TASK DIRECTIONS:
Lay out each line of the items below as a string in a JSON list, one string per line, skipping blank lines.

[Stored entries]
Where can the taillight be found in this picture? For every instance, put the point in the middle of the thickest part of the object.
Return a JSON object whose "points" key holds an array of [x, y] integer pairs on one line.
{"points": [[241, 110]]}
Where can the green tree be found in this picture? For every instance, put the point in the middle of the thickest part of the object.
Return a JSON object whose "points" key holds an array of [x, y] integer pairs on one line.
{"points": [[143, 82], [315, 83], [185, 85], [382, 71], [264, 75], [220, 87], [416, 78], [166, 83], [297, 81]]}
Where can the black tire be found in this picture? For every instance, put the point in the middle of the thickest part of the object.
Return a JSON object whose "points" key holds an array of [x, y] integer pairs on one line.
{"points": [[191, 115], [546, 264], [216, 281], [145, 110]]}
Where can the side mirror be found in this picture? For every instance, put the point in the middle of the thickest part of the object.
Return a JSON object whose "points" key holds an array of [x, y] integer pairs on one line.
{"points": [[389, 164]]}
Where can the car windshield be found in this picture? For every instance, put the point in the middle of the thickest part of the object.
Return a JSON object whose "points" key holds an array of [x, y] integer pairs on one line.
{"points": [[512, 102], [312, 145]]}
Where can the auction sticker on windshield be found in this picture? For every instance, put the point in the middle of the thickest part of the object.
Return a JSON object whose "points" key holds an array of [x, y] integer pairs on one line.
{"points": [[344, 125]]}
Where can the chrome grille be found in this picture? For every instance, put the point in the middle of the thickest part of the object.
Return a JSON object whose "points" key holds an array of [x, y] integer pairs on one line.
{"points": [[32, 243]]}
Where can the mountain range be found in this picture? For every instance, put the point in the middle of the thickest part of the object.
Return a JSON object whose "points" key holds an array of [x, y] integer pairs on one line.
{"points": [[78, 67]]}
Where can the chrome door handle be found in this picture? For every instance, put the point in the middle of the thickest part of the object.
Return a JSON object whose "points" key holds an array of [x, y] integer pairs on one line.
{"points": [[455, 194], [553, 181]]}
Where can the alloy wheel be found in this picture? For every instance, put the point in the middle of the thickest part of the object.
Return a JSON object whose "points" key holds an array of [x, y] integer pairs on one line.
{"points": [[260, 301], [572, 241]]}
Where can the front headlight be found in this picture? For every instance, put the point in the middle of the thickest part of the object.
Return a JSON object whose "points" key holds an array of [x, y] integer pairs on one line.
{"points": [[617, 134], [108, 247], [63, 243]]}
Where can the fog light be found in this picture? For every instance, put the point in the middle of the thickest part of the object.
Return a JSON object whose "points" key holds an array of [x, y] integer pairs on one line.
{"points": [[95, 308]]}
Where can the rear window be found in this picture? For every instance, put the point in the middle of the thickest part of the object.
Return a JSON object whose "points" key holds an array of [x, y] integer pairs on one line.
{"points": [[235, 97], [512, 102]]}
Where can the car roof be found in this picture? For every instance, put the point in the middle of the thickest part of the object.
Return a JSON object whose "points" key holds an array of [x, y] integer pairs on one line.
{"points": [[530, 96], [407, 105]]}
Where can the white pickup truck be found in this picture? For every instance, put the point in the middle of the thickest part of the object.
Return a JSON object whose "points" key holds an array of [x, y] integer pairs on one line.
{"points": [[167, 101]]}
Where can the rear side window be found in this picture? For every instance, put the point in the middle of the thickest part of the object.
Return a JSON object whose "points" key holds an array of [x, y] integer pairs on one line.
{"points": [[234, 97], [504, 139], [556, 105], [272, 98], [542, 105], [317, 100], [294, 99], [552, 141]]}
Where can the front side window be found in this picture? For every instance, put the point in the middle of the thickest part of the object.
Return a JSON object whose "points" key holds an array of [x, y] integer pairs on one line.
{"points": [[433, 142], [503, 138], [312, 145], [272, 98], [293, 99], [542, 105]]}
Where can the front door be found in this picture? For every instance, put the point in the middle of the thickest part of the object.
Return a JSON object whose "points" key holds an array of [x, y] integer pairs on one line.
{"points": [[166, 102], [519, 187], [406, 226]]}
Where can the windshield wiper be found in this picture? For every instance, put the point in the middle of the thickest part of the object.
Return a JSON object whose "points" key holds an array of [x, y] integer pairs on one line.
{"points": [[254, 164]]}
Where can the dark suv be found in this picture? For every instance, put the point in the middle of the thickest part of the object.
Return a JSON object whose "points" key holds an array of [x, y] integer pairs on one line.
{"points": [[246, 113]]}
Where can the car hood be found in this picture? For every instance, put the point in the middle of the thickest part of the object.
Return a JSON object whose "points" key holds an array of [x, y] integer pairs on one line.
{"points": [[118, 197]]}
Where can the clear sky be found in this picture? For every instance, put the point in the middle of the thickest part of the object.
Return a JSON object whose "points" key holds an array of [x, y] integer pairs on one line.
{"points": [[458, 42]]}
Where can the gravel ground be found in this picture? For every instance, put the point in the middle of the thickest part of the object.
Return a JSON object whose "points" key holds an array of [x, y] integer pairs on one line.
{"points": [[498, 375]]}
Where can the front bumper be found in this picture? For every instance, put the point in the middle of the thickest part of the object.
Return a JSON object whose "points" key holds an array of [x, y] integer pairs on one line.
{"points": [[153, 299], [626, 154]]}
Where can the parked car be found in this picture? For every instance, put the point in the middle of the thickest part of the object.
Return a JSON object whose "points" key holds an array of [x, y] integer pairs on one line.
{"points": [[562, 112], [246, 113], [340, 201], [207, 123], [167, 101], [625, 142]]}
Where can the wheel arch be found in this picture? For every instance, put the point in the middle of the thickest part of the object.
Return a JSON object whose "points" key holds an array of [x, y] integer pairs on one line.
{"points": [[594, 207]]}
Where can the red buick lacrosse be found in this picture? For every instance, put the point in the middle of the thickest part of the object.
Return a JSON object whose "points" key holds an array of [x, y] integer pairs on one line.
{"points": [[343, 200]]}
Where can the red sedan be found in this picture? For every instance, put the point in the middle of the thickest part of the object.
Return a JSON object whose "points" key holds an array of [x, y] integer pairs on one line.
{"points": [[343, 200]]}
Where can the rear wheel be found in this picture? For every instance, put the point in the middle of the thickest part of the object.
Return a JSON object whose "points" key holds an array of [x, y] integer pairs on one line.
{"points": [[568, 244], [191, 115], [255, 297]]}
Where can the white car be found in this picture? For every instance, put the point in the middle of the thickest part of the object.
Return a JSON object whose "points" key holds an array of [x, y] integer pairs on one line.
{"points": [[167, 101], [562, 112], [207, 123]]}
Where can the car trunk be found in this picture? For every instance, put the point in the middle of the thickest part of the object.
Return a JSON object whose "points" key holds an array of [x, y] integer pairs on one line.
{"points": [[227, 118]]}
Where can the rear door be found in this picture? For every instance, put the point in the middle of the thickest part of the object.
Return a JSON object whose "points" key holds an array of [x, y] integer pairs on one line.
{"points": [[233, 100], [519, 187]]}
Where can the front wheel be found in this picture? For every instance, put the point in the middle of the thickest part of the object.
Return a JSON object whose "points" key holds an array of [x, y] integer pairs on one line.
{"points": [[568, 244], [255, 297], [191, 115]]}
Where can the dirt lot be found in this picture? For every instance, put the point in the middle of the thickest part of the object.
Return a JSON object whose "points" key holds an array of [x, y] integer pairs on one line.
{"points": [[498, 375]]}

TASK ANSWER:
[
  "Where can the taillight be found in this picture? For every instance, put the point in the middle of the thickest part of the object.",
  "Return a JSON object whose \"points\" key holds an array of [x, y] integer pairs on one line.",
  "{\"points\": [[241, 110]]}",
  "Where can the green tree be found in this picture? For every instance, put the point in the middle of the thickest part of the object.",
  "Return a JSON object whose \"points\" key holds an array of [x, y] integer pairs on one line.",
  "{\"points\": [[143, 82], [315, 83], [185, 85], [382, 71], [264, 75], [220, 87], [416, 78], [166, 83], [297, 81]]}",
  "Where can the black tire be found in this picture? For every instance, put the point in the middle of the thickest part of the object.",
  "Return a JSON object whose \"points\" key holds an array of [x, y] integer pairs on one line.",
  "{\"points\": [[191, 115], [546, 264], [216, 281], [145, 110]]}",
  "Where can the side mirror be found in this picture? For every instance, put the point in the middle of the thickest part of the object.",
  "Return a JSON object whose \"points\" key holds an array of [x, y] integer pairs on one line.",
  "{\"points\": [[389, 164]]}",
  "Where can the car windshield be found in this picture? For every instance, put the point in the middle of the thickest part of the object.",
  "Return a JSON object whose \"points\" key holds an array of [x, y] integer pairs on one line.",
  "{\"points\": [[512, 102], [312, 145]]}",
  "Where can the auction sticker on windshield be found in this picture? For every instance, put the point in the middle of the thickest part of the object.",
  "Return a JSON object whose \"points\" key holds an array of [x, y] integer pairs on one line.",
  "{\"points\": [[344, 125]]}",
  "Where can the chrome grille be found in this picture? For every instance, put the point in the middle of the thickest part of the object.",
  "Return a JSON object whose \"points\" key holds an array of [x, y] integer pairs on one line.",
  "{\"points\": [[32, 243]]}",
  "Where can the mountain range be found in this picture? For every instance, put the point in the middle of the thickest part of the object.",
  "Return a JSON object whose \"points\" key holds an array of [x, y] integer pairs on one line.",
  "{\"points\": [[78, 67]]}",
  "Where can the chrome door handle be found in this picture? For every instance, put the point in the middle of the thickest part of the object.",
  "Return a JSON object whose \"points\" key holds an array of [x, y] integer pairs on one line.",
  "{\"points\": [[455, 194], [553, 181]]}",
  "Where can the alloy wheel be found in this picture? For every instance, put the point in the middle of the thickest part of the object.",
  "Return a JSON object whose \"points\" key holds an array of [x, y] integer pairs on one line.",
  "{\"points\": [[260, 301], [572, 241]]}",
  "Where can the front headlight be found in this picture? For every instance, put the point in the middle of the thickest part of the object.",
  "Return a JSON object whose \"points\" key holds an array of [x, y] integer pairs on one line.",
  "{\"points\": [[617, 134], [108, 247], [63, 243]]}",
  "Where can the fog light be found in this picture? For every instance, put the point in the middle of the thickest part of the object.",
  "Return a JSON object whose \"points\" key holds an array of [x, y] integer pairs on one line.",
  "{\"points\": [[95, 308]]}",
  "Where can the rear window be found in this picture? For every instance, put the point in the middle of the thickest part of the object.",
  "Return a JSON object whose \"points\" key holds an array of [x, y] integer pairs on one line.",
  "{\"points\": [[235, 97], [512, 102]]}",
  "Where can the car roof be found in this picture? For every instance, put the point in the middle of the thickest part of the object.",
  "Return a JSON object whose \"points\" key holds an array of [x, y] integer pairs on one line.",
  "{\"points\": [[530, 96], [407, 105]]}",
  "Where can the white pickup truck be found in this picture? For every instance, put the point in the middle of the thickest part of the object.",
  "Return a JSON object whose \"points\" key holds an array of [x, y] integer pairs on one line.",
  "{\"points\": [[167, 101]]}",
  "Where can the rear side window be found in this picture? For every instance, put the point in the middle of the thickest part of the object.",
  "Return a JSON object whose \"points\" key holds an array of [x, y] integer pairs on one line.",
  "{\"points\": [[234, 97], [504, 139], [556, 105], [272, 98], [542, 105], [317, 100], [294, 99], [552, 141]]}",
  "Where can the front side window be found in this picture? For every instance, put the point in the middle of the thickest part of the object.",
  "Return a JSON object whose \"points\" key holds an array of [x, y] integer pairs on one line.",
  "{\"points\": [[433, 142], [503, 138], [312, 145], [272, 98], [293, 99], [542, 105]]}",
  "Where can the front door be found in this picture? For every instance, put the point in the middle of the thickest part of the object.",
  "Return a JSON object whose \"points\" key holds an array of [x, y] integer pairs on one line.",
  "{\"points\": [[166, 102], [519, 187], [406, 226]]}",
  "Where can the windshield wiper be found in this picture? For every instance, put the point in the middle of the thickest part of the object.",
  "Return a JSON object whose \"points\" key holds an array of [x, y] integer pairs on one line.",
  "{\"points\": [[254, 164]]}",
  "Where can the dark suv be found in this picture? For every instance, put the point in the middle of the thickest part of the object.",
  "Return a JSON object whose \"points\" key holds an array of [x, y] integer pairs on one line.",
  "{\"points\": [[246, 113]]}",
  "Where can the car hood be found in this picture? For every instance, put the point in the middle of the thickest part of the object.",
  "Return a JSON object whose \"points\" key holds an array of [x, y] integer pairs on one line.",
  "{\"points\": [[118, 197]]}",
  "Where can the clear sky be found in this picture? For every instance, put the point in the middle of the thickest part of the object.",
  "Return a JSON object whose \"points\" key holds an array of [x, y] integer pairs on one line.",
  "{\"points\": [[458, 42]]}",
  "Where can the gravel ground be found in this picture? For every instance, put the point in the middle of the thickest part of the object.",
  "Return a JSON object whose \"points\" key holds an array of [x, y] integer pairs on one line.",
  "{\"points\": [[498, 375]]}",
  "Where can the front bumper be found in this picture? For every instance, put the point in the middle of the thickest part of the object.",
  "Return a JSON object whose \"points\" key holds an array of [x, y] integer pairs on one line.",
  "{\"points\": [[153, 299], [626, 154]]}",
  "Where can the parked car be found in this picture? For every instance, put the point in the middle of the thickest part of the object.",
  "Return a JSON object whose \"points\" key holds an array of [x, y] integer pairs on one line.",
  "{\"points\": [[562, 112], [246, 113], [340, 201], [207, 123], [167, 101], [625, 142]]}",
  "Where can the wheel arch be found in this picture? For every instance, put the point in the middle of the thickest part of the object.",
  "Return a JSON object whose \"points\" key holds an array of [x, y] integer pairs on one line.",
  "{\"points\": [[594, 207]]}",
  "Where can the red buick lacrosse be found in this picture? For every instance, put the point in the middle of the thickest part of the object.",
  "Return a JSON object whose \"points\" key holds an array of [x, y] integer pairs on one line.",
  "{\"points\": [[343, 200]]}",
  "Where can the red sedan be found in this picture? For every instance, put the point in the middle of the thickest part of the object.",
  "Return a JSON object whose \"points\" key holds an array of [x, y] integer pairs on one line.",
  "{\"points\": [[343, 200]]}",
  "Where can the rear wheel be found in this picture? For every instance, put the point in the middle of the thickest part of the object.",
  "Return a JSON object whose \"points\" key holds an array of [x, y] integer pairs on one line.",
  "{\"points\": [[568, 244], [191, 115], [255, 297]]}",
  "Where can the white car be found in this picture? For every instance, put the point in the middle of the thickest part of the object.",
  "Return a JSON object whose \"points\" key holds an array of [x, y] integer pairs on one line.",
  "{\"points\": [[167, 101], [562, 112], [207, 123]]}",
  "Where can the car trunk be found in this picture? For every instance, put the point in the middle of the thickest part of the object.",
  "Return a JSON object whose \"points\" key holds an array of [x, y] integer pairs on one line.",
  "{\"points\": [[227, 118]]}",
  "Where can the rear door be found in this picture? For every instance, put the point in the middle of the thickest part of the object.",
  "Return a JSON object whose \"points\" key holds an array of [x, y] integer pairs on one line.",
  "{\"points\": [[233, 100], [519, 187]]}",
  "Where can the front wheel be found in this picture? For every instance, put the point in the middle of the thickest part of the object.",
  "Return a JSON object whose \"points\" key holds an array of [x, y] integer pairs on one line.",
  "{\"points\": [[568, 244], [255, 297], [191, 115]]}",
  "Where can the dirt lot be found in this picture? For every instance, put the point in the middle of the thickest part of the object.",
  "Return a JSON object whose \"points\" key holds an array of [x, y] integer pairs on one line.",
  "{\"points\": [[498, 375]]}"
]